Referring expression data |
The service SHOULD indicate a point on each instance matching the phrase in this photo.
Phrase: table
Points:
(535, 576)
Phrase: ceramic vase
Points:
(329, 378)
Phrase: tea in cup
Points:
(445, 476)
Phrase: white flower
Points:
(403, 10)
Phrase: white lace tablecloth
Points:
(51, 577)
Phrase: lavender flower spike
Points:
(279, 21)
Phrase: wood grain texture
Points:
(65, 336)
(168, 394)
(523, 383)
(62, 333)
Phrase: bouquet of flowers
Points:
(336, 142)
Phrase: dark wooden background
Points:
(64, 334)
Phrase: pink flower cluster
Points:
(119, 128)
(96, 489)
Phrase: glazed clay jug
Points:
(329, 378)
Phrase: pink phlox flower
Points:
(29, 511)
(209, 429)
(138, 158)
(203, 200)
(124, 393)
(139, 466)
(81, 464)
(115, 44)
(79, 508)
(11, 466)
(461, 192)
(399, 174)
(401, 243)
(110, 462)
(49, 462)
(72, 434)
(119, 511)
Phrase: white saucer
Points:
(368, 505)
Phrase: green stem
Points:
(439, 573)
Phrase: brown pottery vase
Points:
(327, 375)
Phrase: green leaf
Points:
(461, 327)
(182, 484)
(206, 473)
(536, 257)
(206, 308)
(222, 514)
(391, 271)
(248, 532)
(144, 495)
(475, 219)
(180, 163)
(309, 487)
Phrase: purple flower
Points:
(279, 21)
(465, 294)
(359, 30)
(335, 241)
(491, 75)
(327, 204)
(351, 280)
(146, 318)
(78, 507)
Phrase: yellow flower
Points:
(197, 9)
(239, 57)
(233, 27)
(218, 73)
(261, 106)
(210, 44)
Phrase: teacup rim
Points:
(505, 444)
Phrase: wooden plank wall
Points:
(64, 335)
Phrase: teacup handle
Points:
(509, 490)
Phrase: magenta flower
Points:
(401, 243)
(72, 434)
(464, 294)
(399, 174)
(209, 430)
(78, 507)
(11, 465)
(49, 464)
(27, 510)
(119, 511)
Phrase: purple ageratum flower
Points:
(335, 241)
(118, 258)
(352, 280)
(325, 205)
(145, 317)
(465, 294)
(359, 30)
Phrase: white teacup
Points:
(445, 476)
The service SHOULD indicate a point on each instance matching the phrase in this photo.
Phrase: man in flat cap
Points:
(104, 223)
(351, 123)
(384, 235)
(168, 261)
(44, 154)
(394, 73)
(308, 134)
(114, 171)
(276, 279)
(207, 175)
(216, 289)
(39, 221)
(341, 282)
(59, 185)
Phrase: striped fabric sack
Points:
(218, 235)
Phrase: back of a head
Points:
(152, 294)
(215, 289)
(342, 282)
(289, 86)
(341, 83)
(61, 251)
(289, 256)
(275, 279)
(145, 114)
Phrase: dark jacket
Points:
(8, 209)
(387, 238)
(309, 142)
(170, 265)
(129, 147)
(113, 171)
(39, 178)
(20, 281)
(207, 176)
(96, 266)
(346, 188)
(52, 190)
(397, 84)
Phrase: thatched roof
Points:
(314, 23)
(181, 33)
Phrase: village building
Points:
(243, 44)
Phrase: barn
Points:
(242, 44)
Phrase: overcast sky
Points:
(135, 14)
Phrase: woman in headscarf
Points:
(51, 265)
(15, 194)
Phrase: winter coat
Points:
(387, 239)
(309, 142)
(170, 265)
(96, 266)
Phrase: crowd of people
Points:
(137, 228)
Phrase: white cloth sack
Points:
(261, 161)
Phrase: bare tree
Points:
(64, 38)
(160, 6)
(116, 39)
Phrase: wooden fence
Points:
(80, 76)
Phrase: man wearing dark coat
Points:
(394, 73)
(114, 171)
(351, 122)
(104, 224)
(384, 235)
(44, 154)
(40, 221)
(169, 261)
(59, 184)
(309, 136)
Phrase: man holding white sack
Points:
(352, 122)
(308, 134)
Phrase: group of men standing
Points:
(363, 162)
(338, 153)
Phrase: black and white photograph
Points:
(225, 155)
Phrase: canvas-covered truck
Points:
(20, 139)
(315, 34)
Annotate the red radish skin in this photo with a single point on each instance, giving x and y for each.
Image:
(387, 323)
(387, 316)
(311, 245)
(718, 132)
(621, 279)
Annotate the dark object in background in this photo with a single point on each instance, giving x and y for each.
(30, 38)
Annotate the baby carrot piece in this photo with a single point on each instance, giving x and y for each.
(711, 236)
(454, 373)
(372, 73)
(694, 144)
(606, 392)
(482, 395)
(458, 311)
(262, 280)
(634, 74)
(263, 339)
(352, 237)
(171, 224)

What is being asked | Across the entries above, work out how many lines hold "white". The answer is that number alone.

Solution | 7